─── Record extracts

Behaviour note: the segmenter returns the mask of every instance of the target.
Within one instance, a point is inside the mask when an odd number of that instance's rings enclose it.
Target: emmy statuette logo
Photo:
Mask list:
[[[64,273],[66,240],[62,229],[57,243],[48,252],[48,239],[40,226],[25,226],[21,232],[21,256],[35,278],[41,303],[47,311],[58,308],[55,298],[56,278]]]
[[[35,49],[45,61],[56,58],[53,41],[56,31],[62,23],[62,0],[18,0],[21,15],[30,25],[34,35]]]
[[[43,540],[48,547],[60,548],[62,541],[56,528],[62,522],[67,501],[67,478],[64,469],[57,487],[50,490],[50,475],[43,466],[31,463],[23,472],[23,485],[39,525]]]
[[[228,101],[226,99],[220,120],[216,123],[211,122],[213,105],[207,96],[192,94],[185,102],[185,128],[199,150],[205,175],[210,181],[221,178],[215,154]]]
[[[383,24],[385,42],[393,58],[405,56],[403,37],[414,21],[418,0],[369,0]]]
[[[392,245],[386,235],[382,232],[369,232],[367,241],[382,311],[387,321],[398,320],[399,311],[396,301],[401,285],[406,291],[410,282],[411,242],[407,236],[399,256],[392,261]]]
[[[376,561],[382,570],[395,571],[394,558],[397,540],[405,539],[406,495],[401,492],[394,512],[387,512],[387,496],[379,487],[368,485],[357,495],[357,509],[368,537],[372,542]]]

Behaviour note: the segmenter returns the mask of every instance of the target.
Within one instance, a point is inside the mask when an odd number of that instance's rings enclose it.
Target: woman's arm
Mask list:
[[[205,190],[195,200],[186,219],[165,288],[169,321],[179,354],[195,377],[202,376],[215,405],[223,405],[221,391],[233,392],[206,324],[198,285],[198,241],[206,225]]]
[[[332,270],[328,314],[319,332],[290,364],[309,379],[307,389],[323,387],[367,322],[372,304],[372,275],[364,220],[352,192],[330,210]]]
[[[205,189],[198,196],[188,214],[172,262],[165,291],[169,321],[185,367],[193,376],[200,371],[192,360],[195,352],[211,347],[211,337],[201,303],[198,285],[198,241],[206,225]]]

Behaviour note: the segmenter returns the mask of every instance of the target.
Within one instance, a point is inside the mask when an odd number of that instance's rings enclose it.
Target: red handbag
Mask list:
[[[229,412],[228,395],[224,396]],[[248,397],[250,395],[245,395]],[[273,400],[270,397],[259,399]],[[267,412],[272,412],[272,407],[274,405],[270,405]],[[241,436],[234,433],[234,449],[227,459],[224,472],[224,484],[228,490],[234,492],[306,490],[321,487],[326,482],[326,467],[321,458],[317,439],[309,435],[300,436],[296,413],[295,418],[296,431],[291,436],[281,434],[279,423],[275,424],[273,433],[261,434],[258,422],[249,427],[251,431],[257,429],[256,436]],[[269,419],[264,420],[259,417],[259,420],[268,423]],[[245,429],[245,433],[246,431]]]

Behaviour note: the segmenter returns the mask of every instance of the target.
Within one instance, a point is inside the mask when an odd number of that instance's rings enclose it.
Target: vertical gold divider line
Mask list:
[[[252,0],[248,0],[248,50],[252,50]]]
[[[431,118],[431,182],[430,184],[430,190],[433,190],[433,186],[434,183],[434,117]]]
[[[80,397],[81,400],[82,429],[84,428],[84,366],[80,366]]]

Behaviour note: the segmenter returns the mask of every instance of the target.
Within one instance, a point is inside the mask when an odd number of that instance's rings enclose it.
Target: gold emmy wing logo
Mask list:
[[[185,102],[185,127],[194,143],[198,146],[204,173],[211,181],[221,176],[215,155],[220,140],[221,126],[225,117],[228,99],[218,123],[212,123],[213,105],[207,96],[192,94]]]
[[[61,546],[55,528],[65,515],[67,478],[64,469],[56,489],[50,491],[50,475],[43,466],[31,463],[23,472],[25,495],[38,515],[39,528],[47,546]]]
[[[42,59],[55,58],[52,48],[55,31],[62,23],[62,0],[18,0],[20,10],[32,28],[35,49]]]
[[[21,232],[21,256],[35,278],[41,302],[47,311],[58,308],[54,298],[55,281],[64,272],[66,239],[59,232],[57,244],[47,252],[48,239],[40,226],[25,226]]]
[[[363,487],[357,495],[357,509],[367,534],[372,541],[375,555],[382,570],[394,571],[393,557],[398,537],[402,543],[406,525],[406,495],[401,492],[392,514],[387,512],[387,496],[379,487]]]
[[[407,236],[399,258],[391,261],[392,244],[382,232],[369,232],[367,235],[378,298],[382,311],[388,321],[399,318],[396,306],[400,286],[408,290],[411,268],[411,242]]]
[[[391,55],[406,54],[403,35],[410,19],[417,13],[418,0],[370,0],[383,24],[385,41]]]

──────

▶ **Written task**
Set down all of the records shown above once more, exactly.

▶ **Finished task**
Behaviour note: the segmenter returns the mask of every instance of the target.
Within one instance, a point is inside the mask when an odd number of that instance's rings enclose it.
Target: emmy statuette logo
Photo:
Mask list:
[[[64,273],[66,240],[62,229],[57,243],[48,252],[48,239],[40,226],[25,226],[21,232],[21,256],[35,278],[41,303],[47,311],[58,308],[55,298],[56,278]]]
[[[35,49],[45,61],[56,58],[53,41],[56,31],[62,23],[62,0],[18,0],[21,15],[30,25],[34,35]]]
[[[43,540],[48,547],[60,548],[62,541],[56,528],[62,522],[67,501],[67,478],[64,469],[57,487],[50,490],[50,475],[43,466],[31,463],[23,472],[23,485],[39,525]]]
[[[228,101],[226,99],[220,120],[216,123],[211,122],[213,105],[207,96],[192,94],[185,102],[185,128],[199,150],[205,175],[210,181],[221,178],[215,154]]]
[[[383,24],[385,42],[393,58],[405,56],[403,37],[414,21],[418,0],[369,0]]]
[[[392,245],[386,235],[382,232],[369,232],[367,241],[382,311],[387,321],[398,320],[399,311],[396,301],[401,285],[406,291],[410,282],[411,242],[407,236],[399,256],[392,261]]]
[[[376,561],[382,570],[395,571],[394,558],[397,540],[405,539],[406,495],[401,492],[394,512],[387,512],[387,496],[379,487],[368,485],[357,495],[357,509],[368,537],[372,542]]]

Behaviour note: the segmenter returns the mask of every instance of the target.
Within one instance, a point is inside the mask when an odd number of that instance's rings enclose it.
Target: woman's arm
Mask list:
[[[205,190],[195,200],[186,219],[165,288],[169,321],[179,354],[195,377],[202,376],[215,405],[223,405],[221,391],[233,392],[206,324],[198,285],[198,241],[206,225]]]
[[[332,270],[328,314],[319,332],[290,364],[309,379],[307,389],[323,387],[367,322],[372,304],[372,275],[364,220],[352,192],[330,210]]]
[[[205,189],[198,196],[188,214],[172,262],[165,291],[169,321],[185,367],[193,376],[200,371],[192,360],[195,352],[211,347],[211,337],[201,303],[198,285],[198,241],[206,225]]]

Behaviour note: the segmenter returns the mask of every instance of the target.
Within one instance, a point is inside the mask when an odd number of that instance's rings enclose it.
Target: red handbag
Mask list:
[[[229,412],[228,395],[224,396]],[[248,397],[250,395],[245,395]],[[273,400],[270,397],[259,399]],[[267,412],[272,412],[272,407],[274,405],[270,405]],[[241,436],[234,433],[234,449],[227,459],[224,472],[224,484],[228,490],[234,492],[306,490],[321,487],[326,482],[326,467],[321,458],[317,439],[309,435],[300,436],[296,413],[295,418],[296,431],[291,436],[281,434],[279,423],[275,424],[273,433],[261,434],[258,422],[249,427],[251,431],[257,429],[256,436]],[[269,419],[264,420],[259,417],[259,420],[268,423]],[[245,429],[245,433],[246,431]]]

Behaviour note: the segmenter returns the mask of every instance of the target.
Within one instance, a point is inside the mask when an odd number of that instance's rings enclose it.
Target: vertical gold divider line
Mask list:
[[[252,0],[248,0],[248,50],[252,50]]]
[[[431,118],[431,182],[430,184],[430,190],[433,190],[433,186],[434,183],[434,117]]]
[[[80,397],[81,400],[82,429],[84,428],[84,366],[80,366]]]

Behaviour note: the segmenter returns the mask of every instance of the target.
Within one instance, a point is inside the mask when an odd number of that instance's rings enclose it.
Target: gold emmy wing logo
Mask list:
[[[185,102],[185,127],[194,143],[198,146],[204,173],[211,181],[221,176],[215,155],[220,140],[221,126],[225,117],[228,99],[218,123],[212,123],[213,105],[207,96],[192,94]]]
[[[61,546],[55,528],[65,515],[67,478],[64,469],[56,489],[50,491],[50,475],[43,466],[31,463],[23,472],[25,495],[38,515],[39,528],[47,546]]]
[[[42,59],[55,58],[52,48],[55,31],[62,23],[62,0],[18,0],[20,10],[32,28],[35,49]]]
[[[21,232],[21,256],[35,278],[41,302],[47,311],[58,308],[54,298],[55,281],[64,272],[66,239],[59,232],[57,244],[47,252],[48,239],[40,226],[25,226]]]
[[[363,487],[357,495],[357,509],[367,534],[372,541],[375,555],[382,570],[394,571],[393,557],[398,537],[402,543],[406,525],[406,495],[401,492],[392,514],[387,512],[387,496],[379,487]]]
[[[407,236],[399,258],[391,261],[392,244],[382,232],[369,232],[367,235],[378,298],[382,311],[388,321],[399,318],[396,306],[400,286],[408,290],[411,268],[411,242]]]
[[[391,55],[406,54],[403,35],[410,19],[417,13],[418,0],[370,0],[383,24],[385,41]]]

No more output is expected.